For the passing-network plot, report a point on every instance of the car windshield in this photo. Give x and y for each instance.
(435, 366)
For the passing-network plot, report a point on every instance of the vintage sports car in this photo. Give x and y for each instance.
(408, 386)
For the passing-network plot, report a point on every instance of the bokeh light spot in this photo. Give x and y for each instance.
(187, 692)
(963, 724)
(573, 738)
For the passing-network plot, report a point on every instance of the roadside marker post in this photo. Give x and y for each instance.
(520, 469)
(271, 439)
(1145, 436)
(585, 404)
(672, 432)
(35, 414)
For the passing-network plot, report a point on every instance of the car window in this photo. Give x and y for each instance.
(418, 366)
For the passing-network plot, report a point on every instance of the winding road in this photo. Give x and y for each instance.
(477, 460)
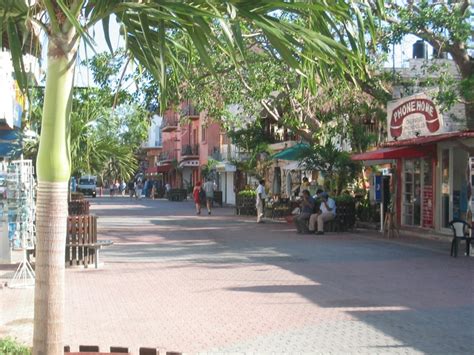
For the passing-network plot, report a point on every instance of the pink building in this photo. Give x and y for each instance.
(189, 138)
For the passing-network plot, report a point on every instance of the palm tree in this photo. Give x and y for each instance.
(308, 35)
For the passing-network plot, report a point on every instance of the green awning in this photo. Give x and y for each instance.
(295, 152)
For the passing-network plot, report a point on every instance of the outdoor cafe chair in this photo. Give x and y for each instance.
(461, 231)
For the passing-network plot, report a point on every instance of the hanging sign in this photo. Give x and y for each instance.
(413, 116)
(378, 188)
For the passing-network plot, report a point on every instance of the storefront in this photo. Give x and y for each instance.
(432, 164)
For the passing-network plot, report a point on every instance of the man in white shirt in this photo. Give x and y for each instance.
(209, 188)
(260, 200)
(327, 212)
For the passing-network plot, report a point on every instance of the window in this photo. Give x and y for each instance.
(203, 130)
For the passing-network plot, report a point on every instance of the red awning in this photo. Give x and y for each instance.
(430, 139)
(392, 153)
(158, 169)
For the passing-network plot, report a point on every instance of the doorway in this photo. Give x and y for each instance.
(455, 191)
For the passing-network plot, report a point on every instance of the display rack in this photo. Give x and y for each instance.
(20, 202)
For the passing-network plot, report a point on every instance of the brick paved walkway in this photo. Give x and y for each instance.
(223, 283)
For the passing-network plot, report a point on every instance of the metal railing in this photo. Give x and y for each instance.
(190, 150)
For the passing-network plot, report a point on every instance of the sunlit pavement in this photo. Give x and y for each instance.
(224, 284)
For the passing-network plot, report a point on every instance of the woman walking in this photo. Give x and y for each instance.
(197, 197)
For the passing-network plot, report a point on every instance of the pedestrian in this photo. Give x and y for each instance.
(145, 187)
(131, 188)
(306, 209)
(209, 188)
(111, 189)
(327, 212)
(153, 189)
(167, 189)
(197, 197)
(139, 188)
(260, 200)
(123, 186)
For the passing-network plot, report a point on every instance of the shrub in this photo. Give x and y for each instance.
(247, 193)
(10, 346)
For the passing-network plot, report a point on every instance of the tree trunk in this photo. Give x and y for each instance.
(53, 175)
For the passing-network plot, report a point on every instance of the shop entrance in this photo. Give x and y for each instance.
(417, 208)
(455, 184)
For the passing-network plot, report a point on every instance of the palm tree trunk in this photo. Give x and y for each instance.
(53, 167)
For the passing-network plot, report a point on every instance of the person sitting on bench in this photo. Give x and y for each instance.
(306, 208)
(327, 212)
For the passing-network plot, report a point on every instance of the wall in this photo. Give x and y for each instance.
(419, 70)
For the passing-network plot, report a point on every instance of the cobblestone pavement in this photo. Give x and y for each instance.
(224, 284)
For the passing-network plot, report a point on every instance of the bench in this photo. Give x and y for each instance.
(82, 246)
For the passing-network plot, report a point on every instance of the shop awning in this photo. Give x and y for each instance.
(295, 152)
(224, 167)
(158, 169)
(430, 139)
(391, 153)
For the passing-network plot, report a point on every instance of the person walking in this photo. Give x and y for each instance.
(209, 188)
(197, 197)
(153, 189)
(306, 209)
(139, 189)
(260, 202)
(327, 212)
(131, 188)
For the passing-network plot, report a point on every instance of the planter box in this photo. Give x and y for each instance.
(245, 206)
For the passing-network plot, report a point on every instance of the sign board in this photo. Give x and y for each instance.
(413, 116)
(189, 163)
(378, 188)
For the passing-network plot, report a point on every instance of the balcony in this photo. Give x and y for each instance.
(190, 151)
(216, 154)
(170, 122)
(189, 111)
(166, 157)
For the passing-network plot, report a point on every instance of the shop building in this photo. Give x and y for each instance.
(431, 158)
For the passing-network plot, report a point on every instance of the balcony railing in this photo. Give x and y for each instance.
(170, 122)
(190, 150)
(216, 154)
(167, 156)
(188, 110)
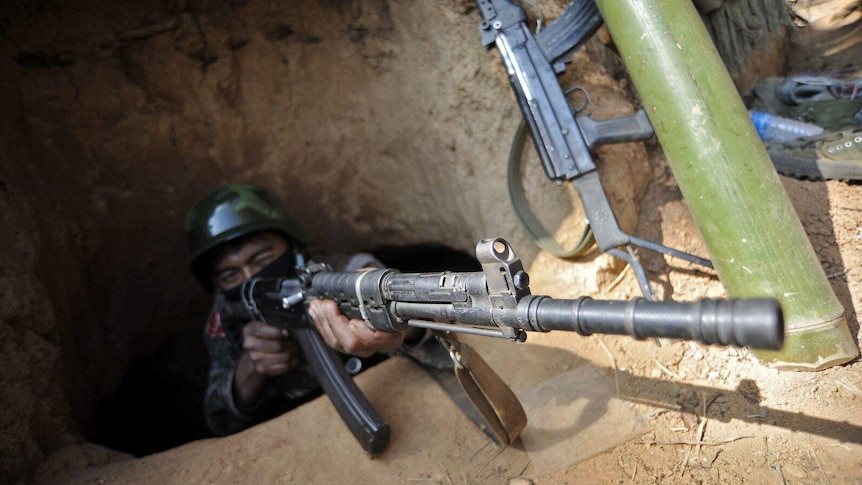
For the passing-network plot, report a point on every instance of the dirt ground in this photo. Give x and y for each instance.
(708, 415)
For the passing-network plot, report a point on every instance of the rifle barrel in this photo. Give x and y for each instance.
(756, 323)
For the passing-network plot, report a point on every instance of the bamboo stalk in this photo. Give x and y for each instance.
(756, 241)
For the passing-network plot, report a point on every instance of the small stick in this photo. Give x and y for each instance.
(666, 370)
(613, 362)
(701, 443)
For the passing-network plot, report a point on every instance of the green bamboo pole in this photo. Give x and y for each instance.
(757, 244)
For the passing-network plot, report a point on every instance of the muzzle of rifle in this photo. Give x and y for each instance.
(755, 323)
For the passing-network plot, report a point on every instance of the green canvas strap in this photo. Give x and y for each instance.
(525, 215)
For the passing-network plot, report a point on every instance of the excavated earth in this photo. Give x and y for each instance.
(383, 125)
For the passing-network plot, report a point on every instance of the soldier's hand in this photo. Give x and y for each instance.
(270, 350)
(349, 336)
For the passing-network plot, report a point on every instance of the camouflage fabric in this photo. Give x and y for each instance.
(223, 339)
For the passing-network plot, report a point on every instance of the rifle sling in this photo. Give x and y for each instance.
(491, 396)
(477, 390)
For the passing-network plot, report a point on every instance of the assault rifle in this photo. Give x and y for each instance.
(563, 140)
(494, 302)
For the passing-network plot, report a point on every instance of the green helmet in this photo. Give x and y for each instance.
(231, 212)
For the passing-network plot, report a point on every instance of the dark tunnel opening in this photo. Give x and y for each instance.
(159, 403)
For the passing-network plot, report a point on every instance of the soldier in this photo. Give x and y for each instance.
(256, 371)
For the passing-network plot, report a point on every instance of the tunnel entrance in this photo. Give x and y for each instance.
(159, 403)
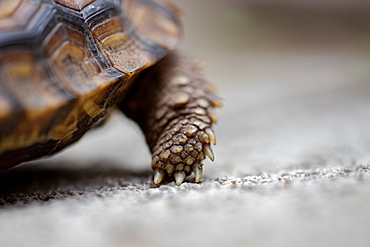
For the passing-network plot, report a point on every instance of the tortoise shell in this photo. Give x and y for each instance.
(64, 63)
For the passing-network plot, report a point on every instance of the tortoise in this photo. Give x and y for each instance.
(66, 64)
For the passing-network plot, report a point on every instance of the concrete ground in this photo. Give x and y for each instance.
(293, 155)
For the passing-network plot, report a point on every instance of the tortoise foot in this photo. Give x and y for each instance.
(176, 117)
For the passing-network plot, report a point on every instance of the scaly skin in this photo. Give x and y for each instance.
(173, 105)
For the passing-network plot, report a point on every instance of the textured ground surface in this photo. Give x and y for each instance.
(292, 162)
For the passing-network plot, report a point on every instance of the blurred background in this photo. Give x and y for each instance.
(292, 159)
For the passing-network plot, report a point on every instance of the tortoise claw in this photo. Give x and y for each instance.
(198, 172)
(179, 177)
(158, 176)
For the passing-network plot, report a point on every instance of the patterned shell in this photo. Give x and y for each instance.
(64, 63)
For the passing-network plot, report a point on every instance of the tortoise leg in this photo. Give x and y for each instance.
(173, 105)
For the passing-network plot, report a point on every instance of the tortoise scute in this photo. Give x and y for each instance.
(65, 63)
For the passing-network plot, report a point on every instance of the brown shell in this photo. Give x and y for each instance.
(64, 63)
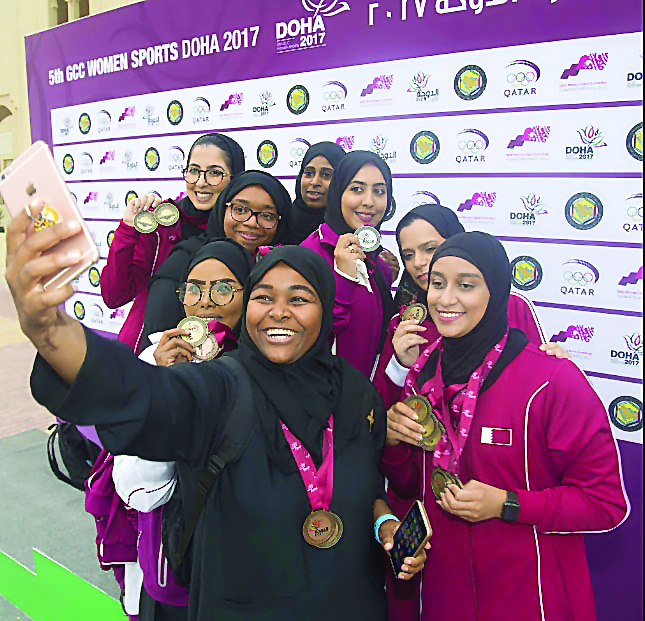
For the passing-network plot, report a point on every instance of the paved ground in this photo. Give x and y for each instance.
(36, 510)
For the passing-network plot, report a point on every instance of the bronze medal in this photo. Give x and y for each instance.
(145, 222)
(166, 214)
(322, 529)
(415, 311)
(197, 330)
(208, 350)
(369, 238)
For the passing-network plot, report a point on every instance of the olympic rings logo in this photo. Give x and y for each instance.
(579, 278)
(474, 146)
(521, 78)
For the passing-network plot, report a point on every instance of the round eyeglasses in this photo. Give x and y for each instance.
(241, 213)
(212, 176)
(221, 293)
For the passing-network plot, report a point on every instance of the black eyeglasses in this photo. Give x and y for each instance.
(220, 292)
(242, 213)
(212, 176)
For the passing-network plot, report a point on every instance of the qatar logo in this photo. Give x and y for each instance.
(267, 154)
(526, 273)
(108, 157)
(266, 103)
(175, 112)
(380, 83)
(470, 82)
(630, 355)
(521, 77)
(479, 199)
(419, 86)
(425, 147)
(626, 413)
(424, 197)
(152, 159)
(633, 278)
(472, 144)
(235, 99)
(591, 62)
(538, 133)
(176, 158)
(379, 147)
(634, 213)
(580, 277)
(79, 310)
(298, 99)
(84, 123)
(346, 142)
(150, 117)
(299, 147)
(635, 142)
(584, 211)
(68, 164)
(128, 113)
(334, 94)
(104, 122)
(533, 207)
(576, 333)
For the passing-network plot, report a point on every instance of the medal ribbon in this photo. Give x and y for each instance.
(451, 445)
(319, 483)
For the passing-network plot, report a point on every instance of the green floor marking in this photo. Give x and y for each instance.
(54, 593)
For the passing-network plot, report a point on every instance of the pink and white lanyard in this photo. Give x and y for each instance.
(319, 483)
(449, 449)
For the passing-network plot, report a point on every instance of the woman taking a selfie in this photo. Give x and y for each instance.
(261, 549)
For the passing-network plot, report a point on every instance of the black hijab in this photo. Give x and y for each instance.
(234, 156)
(169, 313)
(343, 175)
(305, 393)
(267, 182)
(462, 356)
(307, 219)
(447, 224)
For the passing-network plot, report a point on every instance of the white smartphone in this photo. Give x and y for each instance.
(34, 176)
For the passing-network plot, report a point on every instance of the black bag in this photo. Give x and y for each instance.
(78, 454)
(178, 524)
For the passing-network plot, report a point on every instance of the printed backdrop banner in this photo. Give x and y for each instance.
(524, 116)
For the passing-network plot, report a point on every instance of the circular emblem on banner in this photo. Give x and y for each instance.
(152, 159)
(635, 142)
(298, 99)
(84, 123)
(79, 310)
(626, 413)
(425, 147)
(584, 211)
(68, 164)
(470, 82)
(267, 154)
(94, 276)
(526, 273)
(175, 112)
(130, 194)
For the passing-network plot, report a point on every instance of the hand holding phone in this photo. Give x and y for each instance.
(409, 541)
(33, 176)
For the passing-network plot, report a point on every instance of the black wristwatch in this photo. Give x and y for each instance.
(511, 508)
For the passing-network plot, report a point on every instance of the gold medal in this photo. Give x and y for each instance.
(166, 214)
(197, 330)
(208, 350)
(415, 311)
(145, 222)
(368, 237)
(322, 529)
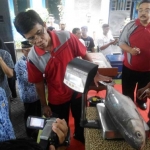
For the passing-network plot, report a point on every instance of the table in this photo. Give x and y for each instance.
(94, 140)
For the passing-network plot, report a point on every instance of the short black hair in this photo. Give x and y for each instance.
(144, 1)
(105, 25)
(25, 21)
(20, 144)
(74, 31)
(51, 15)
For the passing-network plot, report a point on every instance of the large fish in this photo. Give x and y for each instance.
(125, 117)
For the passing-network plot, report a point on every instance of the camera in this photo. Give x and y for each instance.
(48, 136)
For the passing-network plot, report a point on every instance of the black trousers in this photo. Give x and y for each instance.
(130, 79)
(12, 85)
(33, 109)
(63, 113)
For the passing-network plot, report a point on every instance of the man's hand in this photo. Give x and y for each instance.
(135, 51)
(61, 129)
(114, 42)
(146, 94)
(47, 111)
(99, 77)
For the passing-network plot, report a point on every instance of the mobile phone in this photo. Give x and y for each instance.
(36, 122)
(143, 94)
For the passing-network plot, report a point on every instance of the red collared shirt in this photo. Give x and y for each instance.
(58, 92)
(140, 38)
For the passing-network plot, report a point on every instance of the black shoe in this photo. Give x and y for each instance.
(142, 106)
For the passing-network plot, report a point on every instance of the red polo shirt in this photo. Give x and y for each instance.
(58, 92)
(140, 38)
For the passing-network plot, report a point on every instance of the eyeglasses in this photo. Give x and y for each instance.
(39, 33)
(147, 11)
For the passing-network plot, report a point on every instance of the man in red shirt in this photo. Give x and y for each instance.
(135, 42)
(49, 57)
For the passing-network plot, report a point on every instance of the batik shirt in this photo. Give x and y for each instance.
(3, 78)
(6, 128)
(27, 90)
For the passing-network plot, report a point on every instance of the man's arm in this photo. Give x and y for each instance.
(40, 88)
(107, 45)
(61, 129)
(8, 71)
(129, 49)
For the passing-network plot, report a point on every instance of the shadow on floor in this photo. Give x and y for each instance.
(17, 117)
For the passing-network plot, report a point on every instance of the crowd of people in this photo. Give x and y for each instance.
(46, 53)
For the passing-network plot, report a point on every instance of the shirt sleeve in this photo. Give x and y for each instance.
(34, 75)
(21, 71)
(8, 59)
(78, 48)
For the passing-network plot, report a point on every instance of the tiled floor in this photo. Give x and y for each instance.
(17, 117)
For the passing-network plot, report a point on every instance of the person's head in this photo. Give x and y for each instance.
(84, 30)
(51, 18)
(62, 25)
(144, 11)
(30, 25)
(105, 28)
(77, 32)
(26, 46)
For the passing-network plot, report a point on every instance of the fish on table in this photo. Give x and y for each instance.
(125, 117)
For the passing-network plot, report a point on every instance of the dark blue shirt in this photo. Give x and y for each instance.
(6, 128)
(3, 78)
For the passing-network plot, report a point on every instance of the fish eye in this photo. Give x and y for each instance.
(138, 134)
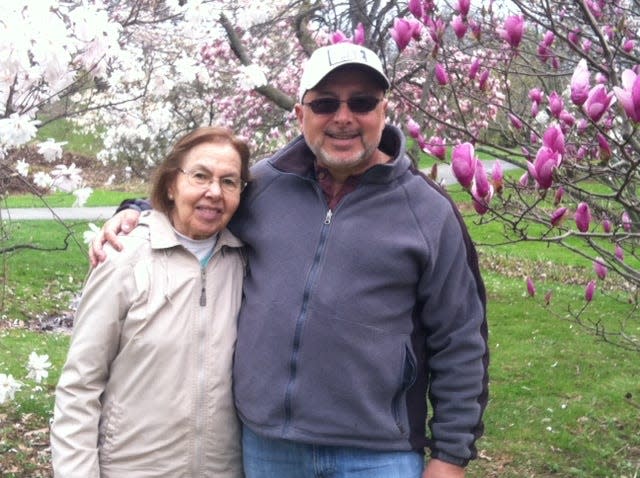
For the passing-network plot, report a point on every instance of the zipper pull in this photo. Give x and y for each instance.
(203, 295)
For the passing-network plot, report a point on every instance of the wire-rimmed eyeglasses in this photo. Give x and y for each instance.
(203, 179)
(357, 104)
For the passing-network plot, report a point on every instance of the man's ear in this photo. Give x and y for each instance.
(299, 110)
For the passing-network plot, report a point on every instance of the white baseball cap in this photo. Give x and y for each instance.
(327, 58)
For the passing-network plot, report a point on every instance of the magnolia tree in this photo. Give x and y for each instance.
(550, 87)
(564, 106)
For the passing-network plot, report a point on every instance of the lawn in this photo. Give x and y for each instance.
(563, 403)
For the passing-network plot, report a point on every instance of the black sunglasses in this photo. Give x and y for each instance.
(357, 104)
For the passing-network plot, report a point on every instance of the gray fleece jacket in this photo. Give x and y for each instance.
(355, 320)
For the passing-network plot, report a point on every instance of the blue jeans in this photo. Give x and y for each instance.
(269, 458)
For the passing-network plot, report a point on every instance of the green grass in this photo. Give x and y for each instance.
(42, 278)
(78, 141)
(562, 402)
(99, 197)
(558, 404)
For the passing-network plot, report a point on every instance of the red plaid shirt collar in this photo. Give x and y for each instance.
(327, 183)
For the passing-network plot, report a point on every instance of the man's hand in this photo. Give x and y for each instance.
(441, 469)
(123, 222)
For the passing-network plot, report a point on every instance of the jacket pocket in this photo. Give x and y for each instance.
(399, 404)
(110, 419)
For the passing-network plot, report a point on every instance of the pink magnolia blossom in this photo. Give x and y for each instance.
(629, 94)
(482, 186)
(583, 217)
(542, 168)
(600, 268)
(459, 26)
(531, 288)
(580, 83)
(535, 109)
(567, 118)
(626, 221)
(594, 8)
(573, 36)
(497, 177)
(556, 104)
(548, 38)
(512, 30)
(553, 138)
(402, 32)
(413, 128)
(339, 37)
(415, 7)
(481, 205)
(436, 147)
(558, 216)
(463, 163)
(601, 78)
(482, 82)
(583, 125)
(589, 291)
(463, 7)
(536, 95)
(515, 121)
(436, 29)
(544, 52)
(441, 75)
(557, 199)
(524, 180)
(473, 69)
(476, 29)
(358, 35)
(598, 102)
(604, 147)
(416, 27)
(628, 45)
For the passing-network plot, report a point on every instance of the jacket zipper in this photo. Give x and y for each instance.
(302, 317)
(200, 378)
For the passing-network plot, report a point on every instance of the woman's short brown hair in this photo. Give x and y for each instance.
(168, 170)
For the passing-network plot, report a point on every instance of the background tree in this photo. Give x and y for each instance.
(549, 86)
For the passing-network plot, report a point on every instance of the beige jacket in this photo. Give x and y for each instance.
(146, 389)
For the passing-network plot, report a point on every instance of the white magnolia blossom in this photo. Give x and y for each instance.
(66, 178)
(89, 235)
(8, 387)
(51, 150)
(82, 195)
(38, 367)
(42, 180)
(22, 167)
(17, 130)
(252, 76)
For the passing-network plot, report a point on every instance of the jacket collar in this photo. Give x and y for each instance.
(162, 236)
(297, 158)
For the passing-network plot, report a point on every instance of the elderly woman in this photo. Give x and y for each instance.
(146, 389)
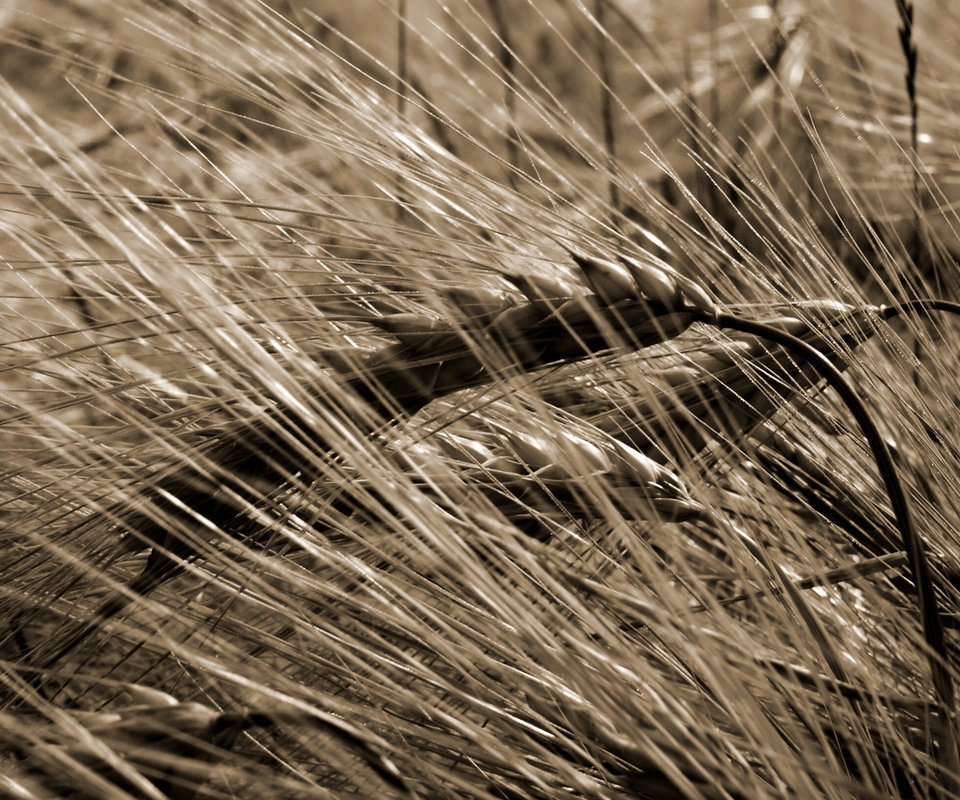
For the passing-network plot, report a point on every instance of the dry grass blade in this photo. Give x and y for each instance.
--------------------------------------------------
→ **WHAT YOU NEED TO DO**
Pictures stay out; retype only the lines from the line containing "the jacket zipper" through the end of the listing, inclusive, exactly as they appear.

→ **RESPONSE TO THE TASK**
For the passing-network plot, report a point on every instance of the jacket zipper in this photo. Give x and y for each instance.
(302, 317)
(200, 378)
For the passing-network plot, report a point on every instance of the woman's short brown hair in this photo. Give x and y for each instance.
(168, 170)
For the passing-network plot, report a point on every instance of the background tree in this photo. Give x and y for each instance.
(549, 86)
For the passing-network plot, report a point on every instance of the beige jacket in this photo. Give x and y for each instance.
(146, 389)
For the passing-network plot, report a point on every instance of the white magnolia blossom in this photo. Give x and y for each instance.
(66, 178)
(89, 235)
(8, 387)
(51, 150)
(82, 195)
(38, 367)
(42, 180)
(22, 167)
(17, 130)
(252, 76)
For the passing-network plot, report a point on every instance of the jacket collar in this photo. Give x and y for each instance.
(162, 236)
(297, 158)
For the passing-network plot, report a point on every instance of the elderly woman in this photo. Give x and y for each instance.
(146, 389)
For the passing-network plot, report a point on every instance of the dry grass blade in this photo. Give x and y for each instance.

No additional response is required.